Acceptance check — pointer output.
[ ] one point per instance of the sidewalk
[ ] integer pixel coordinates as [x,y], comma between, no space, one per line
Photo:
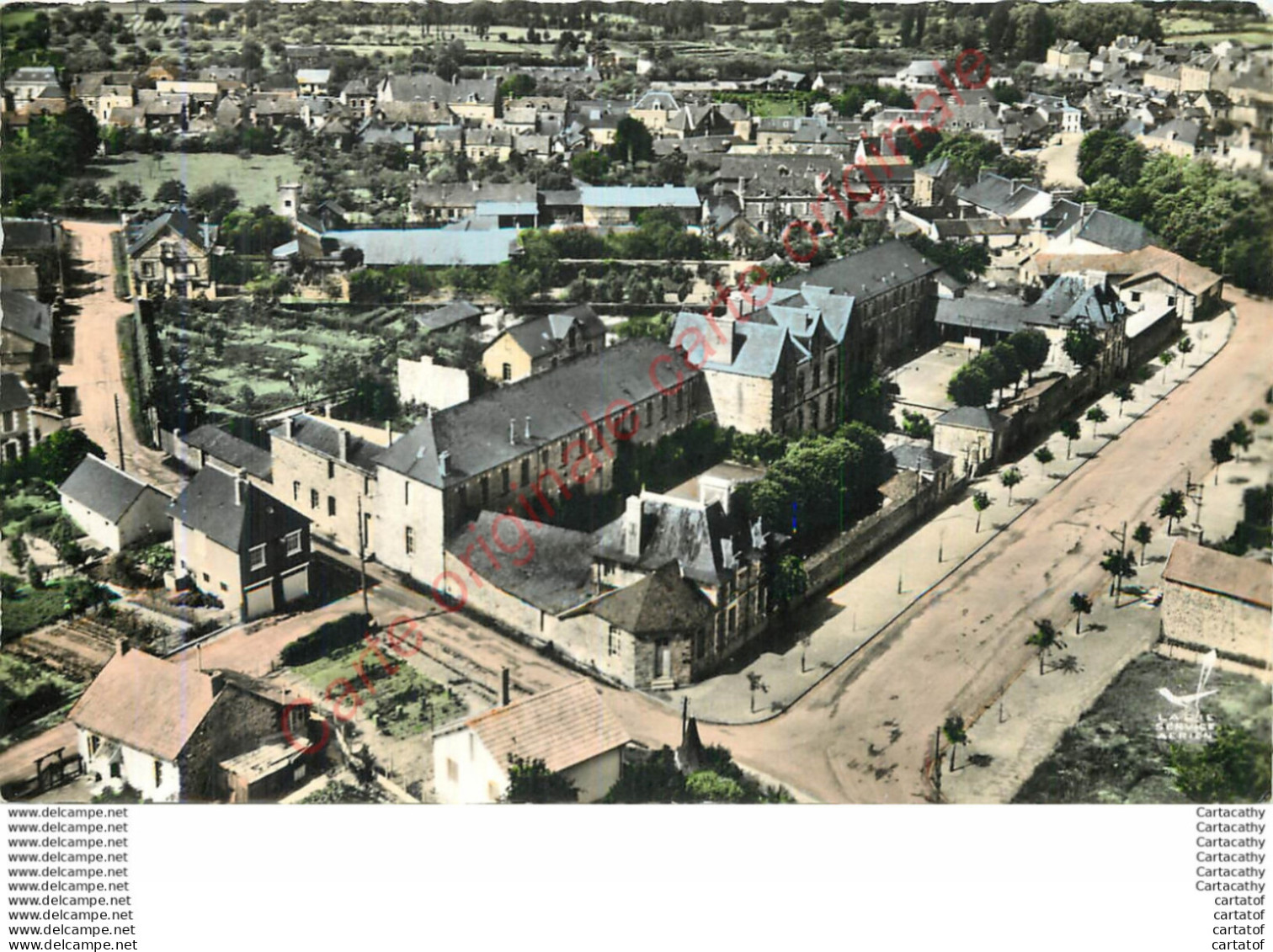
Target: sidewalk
[850,618]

AIM — Rewrite the material above, switching "sidewalk" to "walkway" and keeping everything else the same. Omit the pictures.

ANSWER TO THE PROBLEM —
Acceptance check — pointer output.
[ ] one point per instance of the walkway
[ ] integer pixel coordinates as [x,y], comma between, no space, one per line
Photo:
Target: walkway
[850,618]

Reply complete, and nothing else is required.